> **What the task asks**:
Copy word for word the lines of the items below, starting at the line that contains "Phrase -- dog's paw pad" and ending with the final line of the items.

==== Supplied records

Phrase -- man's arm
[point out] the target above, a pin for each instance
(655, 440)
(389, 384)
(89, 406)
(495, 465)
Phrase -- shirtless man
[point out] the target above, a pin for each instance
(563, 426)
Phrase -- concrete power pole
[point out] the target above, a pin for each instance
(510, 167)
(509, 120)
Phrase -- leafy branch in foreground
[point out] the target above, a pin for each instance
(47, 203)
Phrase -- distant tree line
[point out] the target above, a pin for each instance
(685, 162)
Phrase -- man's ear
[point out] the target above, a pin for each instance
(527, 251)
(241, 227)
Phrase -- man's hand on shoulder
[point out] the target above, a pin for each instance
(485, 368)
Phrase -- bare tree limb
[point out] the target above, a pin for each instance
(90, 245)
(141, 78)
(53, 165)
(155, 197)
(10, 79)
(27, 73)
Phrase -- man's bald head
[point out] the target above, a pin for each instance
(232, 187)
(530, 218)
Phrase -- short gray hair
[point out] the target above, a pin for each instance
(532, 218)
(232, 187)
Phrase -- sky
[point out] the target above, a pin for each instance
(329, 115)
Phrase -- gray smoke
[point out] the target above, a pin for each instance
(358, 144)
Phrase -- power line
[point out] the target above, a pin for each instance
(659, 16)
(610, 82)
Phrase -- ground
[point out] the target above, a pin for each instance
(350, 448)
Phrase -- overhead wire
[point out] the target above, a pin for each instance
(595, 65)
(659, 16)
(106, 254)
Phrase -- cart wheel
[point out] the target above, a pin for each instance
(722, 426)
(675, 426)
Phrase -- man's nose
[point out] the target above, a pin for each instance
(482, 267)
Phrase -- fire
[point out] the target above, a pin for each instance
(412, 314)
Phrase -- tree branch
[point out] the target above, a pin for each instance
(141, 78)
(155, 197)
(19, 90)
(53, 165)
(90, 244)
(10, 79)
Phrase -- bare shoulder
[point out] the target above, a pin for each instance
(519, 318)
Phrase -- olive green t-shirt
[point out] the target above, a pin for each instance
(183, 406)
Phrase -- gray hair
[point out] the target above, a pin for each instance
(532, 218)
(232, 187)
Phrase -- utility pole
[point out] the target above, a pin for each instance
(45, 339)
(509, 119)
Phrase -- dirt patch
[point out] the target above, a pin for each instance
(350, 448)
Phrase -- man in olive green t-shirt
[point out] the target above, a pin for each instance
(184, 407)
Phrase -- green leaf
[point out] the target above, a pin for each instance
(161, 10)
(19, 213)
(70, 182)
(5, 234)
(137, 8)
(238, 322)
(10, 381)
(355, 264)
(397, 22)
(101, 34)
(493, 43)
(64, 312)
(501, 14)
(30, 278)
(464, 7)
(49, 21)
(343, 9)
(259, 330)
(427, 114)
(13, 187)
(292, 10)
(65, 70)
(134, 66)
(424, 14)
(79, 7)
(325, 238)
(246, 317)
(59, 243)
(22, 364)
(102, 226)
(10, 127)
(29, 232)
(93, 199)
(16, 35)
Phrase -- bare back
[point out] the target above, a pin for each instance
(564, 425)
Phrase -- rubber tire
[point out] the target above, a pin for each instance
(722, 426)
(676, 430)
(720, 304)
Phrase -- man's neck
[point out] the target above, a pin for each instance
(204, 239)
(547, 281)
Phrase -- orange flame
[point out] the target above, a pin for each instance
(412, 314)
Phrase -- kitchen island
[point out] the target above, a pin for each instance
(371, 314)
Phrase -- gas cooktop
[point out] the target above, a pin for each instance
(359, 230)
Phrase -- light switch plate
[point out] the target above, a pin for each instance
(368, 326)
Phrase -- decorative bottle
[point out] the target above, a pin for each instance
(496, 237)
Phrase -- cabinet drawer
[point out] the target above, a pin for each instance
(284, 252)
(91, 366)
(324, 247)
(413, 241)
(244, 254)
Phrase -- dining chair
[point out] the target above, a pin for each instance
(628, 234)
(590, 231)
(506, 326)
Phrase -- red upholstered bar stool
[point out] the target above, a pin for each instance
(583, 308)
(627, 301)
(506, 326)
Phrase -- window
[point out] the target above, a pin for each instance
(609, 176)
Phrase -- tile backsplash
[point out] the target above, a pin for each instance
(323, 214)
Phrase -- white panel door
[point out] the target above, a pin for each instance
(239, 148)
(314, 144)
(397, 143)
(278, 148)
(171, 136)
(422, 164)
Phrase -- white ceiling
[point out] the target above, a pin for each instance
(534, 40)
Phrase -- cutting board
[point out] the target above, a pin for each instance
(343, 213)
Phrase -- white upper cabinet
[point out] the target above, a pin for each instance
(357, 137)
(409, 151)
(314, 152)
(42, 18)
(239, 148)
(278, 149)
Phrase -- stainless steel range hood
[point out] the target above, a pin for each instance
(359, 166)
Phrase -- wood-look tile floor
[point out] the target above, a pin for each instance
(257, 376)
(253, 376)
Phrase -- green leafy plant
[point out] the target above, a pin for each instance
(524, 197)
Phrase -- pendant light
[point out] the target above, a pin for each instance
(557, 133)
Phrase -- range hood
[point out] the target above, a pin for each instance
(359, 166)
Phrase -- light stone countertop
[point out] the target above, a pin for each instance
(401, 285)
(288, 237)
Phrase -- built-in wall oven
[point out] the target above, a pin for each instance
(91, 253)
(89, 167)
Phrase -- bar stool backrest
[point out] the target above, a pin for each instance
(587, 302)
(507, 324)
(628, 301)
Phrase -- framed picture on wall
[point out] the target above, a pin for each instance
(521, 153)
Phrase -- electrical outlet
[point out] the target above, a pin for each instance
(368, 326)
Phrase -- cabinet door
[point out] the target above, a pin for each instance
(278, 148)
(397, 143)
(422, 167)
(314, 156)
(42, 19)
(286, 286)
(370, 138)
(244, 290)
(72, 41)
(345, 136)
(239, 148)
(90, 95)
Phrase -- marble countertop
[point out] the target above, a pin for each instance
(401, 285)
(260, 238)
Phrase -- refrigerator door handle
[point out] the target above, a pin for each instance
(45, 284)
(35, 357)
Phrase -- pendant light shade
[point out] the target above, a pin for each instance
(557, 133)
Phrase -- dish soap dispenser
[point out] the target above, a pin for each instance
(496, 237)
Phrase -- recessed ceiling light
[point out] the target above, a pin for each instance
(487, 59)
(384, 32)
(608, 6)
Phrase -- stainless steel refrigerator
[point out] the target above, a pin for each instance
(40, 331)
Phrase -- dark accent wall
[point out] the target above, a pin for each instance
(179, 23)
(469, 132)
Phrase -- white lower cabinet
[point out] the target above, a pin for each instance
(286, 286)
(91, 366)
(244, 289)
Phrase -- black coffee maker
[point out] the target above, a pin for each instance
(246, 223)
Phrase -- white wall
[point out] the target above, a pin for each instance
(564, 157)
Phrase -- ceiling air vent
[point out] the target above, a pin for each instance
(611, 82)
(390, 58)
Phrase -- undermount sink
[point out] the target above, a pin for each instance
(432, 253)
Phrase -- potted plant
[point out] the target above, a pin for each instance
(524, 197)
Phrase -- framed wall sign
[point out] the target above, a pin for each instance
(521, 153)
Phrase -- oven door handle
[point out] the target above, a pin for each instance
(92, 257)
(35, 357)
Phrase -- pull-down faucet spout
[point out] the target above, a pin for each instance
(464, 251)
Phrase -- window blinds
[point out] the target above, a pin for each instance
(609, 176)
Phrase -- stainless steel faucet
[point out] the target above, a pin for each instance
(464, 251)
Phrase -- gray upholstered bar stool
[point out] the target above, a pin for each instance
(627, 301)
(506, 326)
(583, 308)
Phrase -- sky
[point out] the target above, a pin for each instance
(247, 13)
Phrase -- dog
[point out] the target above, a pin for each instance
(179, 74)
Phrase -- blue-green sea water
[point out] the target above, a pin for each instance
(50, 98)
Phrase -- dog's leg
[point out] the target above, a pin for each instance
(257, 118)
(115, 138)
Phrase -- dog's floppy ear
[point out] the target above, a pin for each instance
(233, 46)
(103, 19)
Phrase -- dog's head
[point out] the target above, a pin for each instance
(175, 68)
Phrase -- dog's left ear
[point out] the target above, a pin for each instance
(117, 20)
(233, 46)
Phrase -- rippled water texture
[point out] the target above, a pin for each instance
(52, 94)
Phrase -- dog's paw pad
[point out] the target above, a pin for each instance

========

> **Finished exercise**:
Phrase -- dog's paw pad
[point out] the target above, a pin for each instance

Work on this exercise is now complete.